*RECORDS SUPPLIED*:
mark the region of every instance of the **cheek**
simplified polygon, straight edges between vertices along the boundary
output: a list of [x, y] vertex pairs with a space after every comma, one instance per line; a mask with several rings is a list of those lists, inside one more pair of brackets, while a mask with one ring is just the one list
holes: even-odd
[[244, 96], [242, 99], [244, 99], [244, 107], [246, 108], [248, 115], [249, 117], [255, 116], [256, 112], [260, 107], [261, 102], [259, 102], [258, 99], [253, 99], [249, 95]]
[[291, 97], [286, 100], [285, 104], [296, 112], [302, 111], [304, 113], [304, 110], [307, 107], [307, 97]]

*TASK GOAL*: Return each line of the rows above verbatim, in the same order.

*COMPLETED TASK*:
mark the region of every instance of the **cheek**
simplified polygon, straight edges between vertices along the boundary
output: a list of [x, y] vertex pairs with a space after every comma, one instance per line; a mask with several rings is a list of those lists, inside one more pair of brackets, while a mask with one ring is just the one list
holes: even-odd
[[244, 96], [242, 99], [244, 99], [244, 107], [246, 108], [248, 115], [249, 117], [255, 116], [256, 112], [260, 107], [261, 102], [259, 102], [258, 99], [253, 99], [249, 95]]
[[291, 97], [286, 100], [285, 104], [296, 112], [302, 111], [304, 113], [304, 110], [307, 107], [307, 97]]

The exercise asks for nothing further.